QUOTED TEXT:
★ ★ ★ ★ ★

[Kde-pim] Still having trouble creating akonadi resource

Ingo Klöcker kloecker at kde.org
Sun Jan 4 20:23:19 GMT 2009


On Sunday 04 January 2009, Stephen Kelly wrote:
> Volker Krause wrote:
> >> If you then move the bat collection from 'foo' to 'bar', suddenly
> >> the remoteId for item1 is wrong. It would need to be changed
> >> to 'bar/bat/item1', right? I don't know if there's a sensible way
> >> to keep that kind of thing up to date. It's not as much of a
> >> problem if the remoteId only knows its parent, but not grandparent
> >> or greater. Still it would need to be kept up to date, and that
> >> could get messy. I think the best solution is for remoteIds to not
> >> have any information about their parents.
> >
> > This also applies to IMAP, even more so as even the item IMAP UID
> > changes during a move. Updateing the remote id is mandatory anyway
> > then.

★ ★ ★ ★ ★

LISTING:
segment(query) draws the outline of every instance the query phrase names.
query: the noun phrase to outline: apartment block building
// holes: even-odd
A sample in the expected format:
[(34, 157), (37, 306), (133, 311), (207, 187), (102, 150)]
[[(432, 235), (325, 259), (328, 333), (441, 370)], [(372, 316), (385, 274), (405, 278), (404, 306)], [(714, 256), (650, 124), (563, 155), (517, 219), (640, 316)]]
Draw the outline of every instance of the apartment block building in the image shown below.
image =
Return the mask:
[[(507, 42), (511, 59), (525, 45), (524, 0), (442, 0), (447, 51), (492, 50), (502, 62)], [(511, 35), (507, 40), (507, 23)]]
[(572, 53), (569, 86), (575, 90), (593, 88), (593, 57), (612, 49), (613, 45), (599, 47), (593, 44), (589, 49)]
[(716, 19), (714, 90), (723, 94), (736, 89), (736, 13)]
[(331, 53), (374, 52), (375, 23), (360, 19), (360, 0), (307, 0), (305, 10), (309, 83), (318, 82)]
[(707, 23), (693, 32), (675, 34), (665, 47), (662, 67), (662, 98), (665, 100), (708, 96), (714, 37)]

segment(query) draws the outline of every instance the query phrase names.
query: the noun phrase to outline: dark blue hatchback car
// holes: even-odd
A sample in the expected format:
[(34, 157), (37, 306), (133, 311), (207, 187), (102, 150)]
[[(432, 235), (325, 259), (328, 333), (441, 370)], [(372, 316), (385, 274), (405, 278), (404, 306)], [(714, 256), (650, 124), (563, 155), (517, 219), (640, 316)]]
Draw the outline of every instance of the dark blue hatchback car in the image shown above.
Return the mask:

★ ★ ★ ★ ★

THE TASKS:
1. Reproduce the mailing-list post word for word, from "On Sunday 04" through "about their parents.".
2. According to the mailing-list post, what happens to an item's IMAP UID during a move?
The listing is separate material, unrelated to the mailing-list post.

SOLUTIONS IN ORDER:
1.
On Sunday 04 January 2009, Stephen Kelly wrote:
> Volker Krause wrote:
> >> If you then move the bat collection from 'foo' to 'bar', suddenly
> >> the remoteId for item1 is wrong. It would need to be changed
> >> to 'bar/bat/item1', right? I don't know if there's a sensible way
> >> to keep that kind of thing up to date. It's not as much of a
> >> problem if the remoteId only knows its parent, but not grandparent
> >> or greater. Still it would need to be kept up to date, and that
> >> could get messy. I think the best solution is for remoteIds to not
> >> have any information about their parents.

2. It changes.